>> start DOCUMENT
FORTICELLBIOSCIENCE, INC. PROMISSORY DEMANDNOTES

EX-10.3 70 v151854_ex10-3.htm Unassociated Document
THIS NOTE HAS BEEN ACQUIRED FOR INVESTMENT PURPOSES ONLY AND MAY BE TRANSFERRED ONLY IN COMPLIANCE WITH THE SECURITIES ACT OF 1933, AS AMENDED. THIS LEGEND SHALL BE ENDORSED UPON ANY NOTE ISSUED IN EXCHANGE FOR THIS NOTE.
 
 
FORTICELL BIOSCIENCE, INC.
PROMISSORY DEMAND NOTES
 
U.S. $750,000
Issuance Date:________, 2009
No.: PN-04-17-1
Maturity Date , ________2009
 
FOR VALUE RECEIVED, the undersigned, Forticell Bioscience, Inc., a Delaware corporation (the "Borrower"), hereby promises to pay to the order of Holy Land Art . Inc.(“HLA” or the "Lender") or to its order, at the principal office of the Lender set forth herein, or at such other place as the Lender may designate in writing to the Borrower, the principal sum of up to Seven hundred and fifty thousand Dollars ($750,000), or such other amount as may be outstanding hereunder, together with all accrued but unpaid interest (the “Principal Balance”), in such coin or currency of the United States of America as at the time shall be legal tender for the payment of public and private debts and in immediately available funds, as provided in this note (the "Note").  Capitalized terms not set forth herein shall have the meaning set forth in a certain DIP Loan Agreement and Security Agreement, between the Borrower and Lender dated May   , 2009.

1.               Principal and Interest Payments.
 
(a)           The Borrower shall repay in full the entire Principal Balance on the Maturity Date as defined in the Security Agreement and DIP loan Agreement which is the earliest of (a) the date which is ninety (90) days or the agreed to 180 days ), to the extent extended by Borrower,  after (i)entry of an Interim Order or (ii) when loan is made unless such date is otherwise extended by Lender in writing in its sole discretion, (b) the date of acceleration of the Obligations of Borrower hereunder pursuant to Section 6, (c) the date of the closing of a sale of all or substantially all of Borrower’s assets pursuant to Section 363 of the Bankruptcy Code or a confirmed plan of reorganization, and (d) the effective date of a plan of reorganization or arrangement in the Chapter 11 Case.
 
(b)           Interest shall be payable on the unpaid principal balance hereof Loan from time to time outstanding hereunder at the annual rate of fifteen percent (15%) per annum from the date hereof until paid. The unpaid principal balance shall be paid in full on the due date specified above. Interest on the unpaid outstanding principal sum of the Note shall be computed on the basis of the actual number of days elapsed and a year of three hundred and sixty (360) days.  Borrower shall pay the accrued and unpaid interest on any portion of the Loans so paid or prepaid together with the repayment of principal.  The Borrower may prepay the Note, including all accrued and unpaid interest at any time in cash without penalty.
>> end DOCUMENT
§ WORK TO DO:
A. Reproduce the part of the promissory note from "(a)           The Borrower shall" up to and including "Chapter 11 Case.".
B. Render the rows as a JSON list of strings, one per line and skipping blank lines, from the line with "seg: <item>woman in beige coat</item>" up to and including the last line of the rows.
The promissory note above has no connection to the rows that follow it.
>> start DATA ENTRIES
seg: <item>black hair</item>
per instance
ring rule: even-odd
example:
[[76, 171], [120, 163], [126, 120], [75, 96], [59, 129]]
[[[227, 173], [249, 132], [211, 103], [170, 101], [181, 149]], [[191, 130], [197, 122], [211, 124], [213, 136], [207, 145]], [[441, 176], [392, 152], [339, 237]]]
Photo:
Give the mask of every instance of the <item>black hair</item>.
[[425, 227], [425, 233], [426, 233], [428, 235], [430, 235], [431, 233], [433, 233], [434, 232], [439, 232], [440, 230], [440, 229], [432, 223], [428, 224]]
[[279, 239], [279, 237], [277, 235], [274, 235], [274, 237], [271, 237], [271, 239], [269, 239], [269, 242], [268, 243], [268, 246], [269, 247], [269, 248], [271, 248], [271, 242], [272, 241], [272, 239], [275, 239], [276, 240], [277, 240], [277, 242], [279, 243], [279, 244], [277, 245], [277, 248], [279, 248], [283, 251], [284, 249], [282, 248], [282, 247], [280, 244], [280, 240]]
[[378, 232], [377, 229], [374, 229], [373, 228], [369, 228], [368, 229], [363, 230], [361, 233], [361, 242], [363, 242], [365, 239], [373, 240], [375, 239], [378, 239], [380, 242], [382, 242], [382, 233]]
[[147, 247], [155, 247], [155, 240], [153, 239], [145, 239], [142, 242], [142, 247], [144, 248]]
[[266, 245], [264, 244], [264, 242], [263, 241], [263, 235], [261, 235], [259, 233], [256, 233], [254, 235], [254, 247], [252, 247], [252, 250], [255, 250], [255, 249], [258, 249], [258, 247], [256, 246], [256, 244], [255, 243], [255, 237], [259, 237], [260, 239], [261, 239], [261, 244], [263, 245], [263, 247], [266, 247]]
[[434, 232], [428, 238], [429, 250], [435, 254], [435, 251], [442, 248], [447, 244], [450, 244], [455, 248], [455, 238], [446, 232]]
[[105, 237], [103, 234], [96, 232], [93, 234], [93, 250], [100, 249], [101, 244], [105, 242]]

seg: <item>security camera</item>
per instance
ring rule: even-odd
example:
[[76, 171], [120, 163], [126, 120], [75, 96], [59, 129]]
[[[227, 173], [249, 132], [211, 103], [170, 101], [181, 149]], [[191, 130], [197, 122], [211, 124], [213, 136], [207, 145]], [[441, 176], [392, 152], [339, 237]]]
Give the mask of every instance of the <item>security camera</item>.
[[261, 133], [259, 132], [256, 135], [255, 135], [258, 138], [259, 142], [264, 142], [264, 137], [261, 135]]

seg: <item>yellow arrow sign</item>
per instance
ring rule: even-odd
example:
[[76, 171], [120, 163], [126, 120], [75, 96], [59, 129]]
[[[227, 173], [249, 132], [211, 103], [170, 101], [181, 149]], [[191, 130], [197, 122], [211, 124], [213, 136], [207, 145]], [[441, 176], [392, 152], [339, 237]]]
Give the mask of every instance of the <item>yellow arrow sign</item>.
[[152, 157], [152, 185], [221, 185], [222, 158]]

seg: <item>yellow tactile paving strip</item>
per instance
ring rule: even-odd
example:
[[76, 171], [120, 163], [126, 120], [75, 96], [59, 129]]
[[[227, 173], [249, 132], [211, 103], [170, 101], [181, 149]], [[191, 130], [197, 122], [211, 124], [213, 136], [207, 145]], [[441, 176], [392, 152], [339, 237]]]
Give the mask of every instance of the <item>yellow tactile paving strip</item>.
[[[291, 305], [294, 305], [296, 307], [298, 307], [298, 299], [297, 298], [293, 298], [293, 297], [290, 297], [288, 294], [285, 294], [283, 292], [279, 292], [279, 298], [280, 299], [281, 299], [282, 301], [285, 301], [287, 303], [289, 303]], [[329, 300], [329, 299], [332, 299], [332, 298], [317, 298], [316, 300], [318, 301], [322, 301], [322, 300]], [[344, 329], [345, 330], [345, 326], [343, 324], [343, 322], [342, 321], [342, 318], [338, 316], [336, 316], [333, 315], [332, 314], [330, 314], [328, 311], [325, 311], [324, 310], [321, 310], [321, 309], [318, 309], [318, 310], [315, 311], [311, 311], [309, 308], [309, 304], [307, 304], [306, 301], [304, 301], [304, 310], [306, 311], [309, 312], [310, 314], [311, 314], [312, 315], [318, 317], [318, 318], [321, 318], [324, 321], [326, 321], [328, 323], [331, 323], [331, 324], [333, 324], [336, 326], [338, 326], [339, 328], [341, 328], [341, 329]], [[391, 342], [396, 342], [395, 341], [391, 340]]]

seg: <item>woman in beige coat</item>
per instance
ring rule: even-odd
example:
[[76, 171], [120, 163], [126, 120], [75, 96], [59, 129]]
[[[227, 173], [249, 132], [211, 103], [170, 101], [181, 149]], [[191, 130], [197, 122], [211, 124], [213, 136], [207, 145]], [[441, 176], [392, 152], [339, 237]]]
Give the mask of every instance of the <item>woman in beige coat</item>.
>> end DATA ENTRIES
§ ANSWER SET:
A.
(a)           The Borrower shall repay in full the entire Principal Balance on the Maturity Date as defined in the Security Agreement and DIP loan Agreement which is the earliest of (a) the date which is ninety (90) days or the agreed to 180 days ), to the extent extended by Borrower,  after (i)entry of an Interim Order or (ii) when loan is made unless such date is otherwise extended by Lender in writing in its sole discretion, (b) the date of acceleration of the Obligations of Borrower hereunder pursuant to Section 6, (c) the date of the closing of a sale of all or substantially all of Borrower’s assets pursuant to Section 363 of the Bankruptcy Code or a confirmed plan of reorganization, and (d) the effective date of a plan of reorganization or arrangement in the Chapter 11 Case.

B.
[
  "seg: <item>woman in beige coat</item>",
  "per instance",
  "ring rule: even-odd",
  "example:",
  "[[76, 171], [120, 163], [126, 120], [75, 96], [59, 129]]",
  "[[[227, 173], [249, 132], [211, 103], [170, 101], [181, 149]], [[191, 130], [197, 122], [211, 124], [213, 136], [207, 145]], [[441, 176], [392, 152], [339, 237]]]",
  "Give the mask of every instance of the <item>woman in beige coat</item>."
]